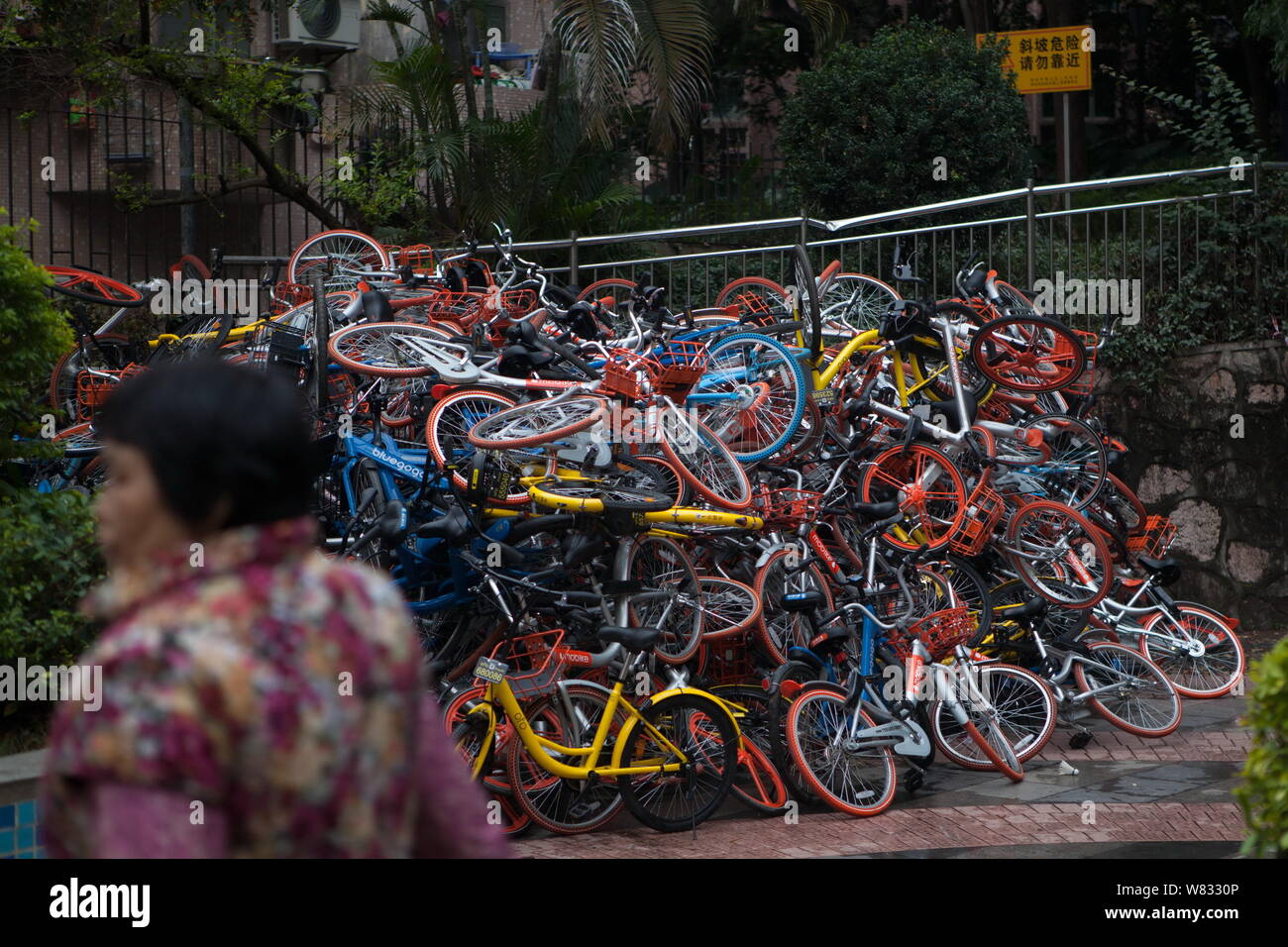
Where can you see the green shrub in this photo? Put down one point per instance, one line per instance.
(1263, 793)
(35, 335)
(48, 561)
(863, 131)
(48, 556)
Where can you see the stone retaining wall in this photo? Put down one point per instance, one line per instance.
(1211, 451)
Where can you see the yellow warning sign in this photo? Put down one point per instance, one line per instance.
(1048, 59)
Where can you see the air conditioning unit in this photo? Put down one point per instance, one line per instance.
(334, 25)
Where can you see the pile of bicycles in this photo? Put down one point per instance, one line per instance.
(777, 548)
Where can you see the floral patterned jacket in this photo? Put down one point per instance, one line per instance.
(274, 686)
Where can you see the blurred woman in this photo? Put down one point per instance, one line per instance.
(258, 698)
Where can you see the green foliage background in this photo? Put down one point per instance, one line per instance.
(863, 131)
(48, 556)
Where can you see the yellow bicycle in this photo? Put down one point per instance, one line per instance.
(578, 751)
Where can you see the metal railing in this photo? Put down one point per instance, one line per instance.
(1158, 240)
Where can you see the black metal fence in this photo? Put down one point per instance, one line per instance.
(129, 189)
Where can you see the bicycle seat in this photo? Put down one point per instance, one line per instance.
(1034, 605)
(877, 510)
(630, 638)
(375, 307)
(450, 527)
(803, 600)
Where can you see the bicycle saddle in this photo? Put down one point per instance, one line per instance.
(803, 600)
(450, 527)
(876, 510)
(1166, 569)
(375, 307)
(630, 638)
(1034, 605)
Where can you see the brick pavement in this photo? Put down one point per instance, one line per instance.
(900, 830)
(1173, 792)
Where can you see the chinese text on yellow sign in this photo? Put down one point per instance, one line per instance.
(1050, 59)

^^^^

Take the listing and print it again exactly, but without any pictures.

→ **Solved exercise**:
Where can you see the green shrub in this photo? Put down one point per instance, one line per instance.
(1263, 793)
(35, 335)
(48, 561)
(863, 131)
(48, 556)
Where can you see the stone retaining wall in this photo? Put down one point per instance, one line per instance.
(1211, 451)
Where can you see the yellow warning sign in this photo? Put down one point per instance, one line per instance.
(1048, 59)
Where can you see the air conditioning unit in this photo? Put down one point per instance, one line per instance.
(334, 25)
Where can you see the pile of bicycles in this photo? Put down one point per instance, one line per instance.
(777, 548)
Where can you see the floral patterned jacket in this photo? Put down one point per instance, one line per instance.
(274, 686)
Where can you see the blurred woman in this photo? Put down one point per instance, one line per instance.
(258, 698)
Where can you see the green foliage background in this photo? Put down one point per instance, one line per instance.
(863, 131)
(48, 556)
Where can you see the yellow bicycle in this photo? Put down one point per instance, one line per instance.
(578, 751)
Where can you see the metal railing in this photo? Put down one point per instance, one line per instance.
(1158, 240)
Where can you see the black metal fence in this photo? Put down one point per instance, one line per instance.
(129, 189)
Where can you see the bicycle seat in this photo? Put down one point per instance, one line per instance.
(1034, 605)
(877, 510)
(630, 638)
(375, 307)
(450, 527)
(803, 600)
Where can you see the bicycle saddle in this photo? Put down one point per instance, one line per instance.
(803, 600)
(450, 527)
(876, 510)
(1166, 569)
(375, 307)
(630, 638)
(1034, 605)
Where can you see the brick pavement in this photo? Put down one point per instance, one line per instance.
(900, 830)
(1173, 792)
Where can you see the chinese text on yellow sign in this photo? Put down one point per instance, one line per instance.
(1050, 59)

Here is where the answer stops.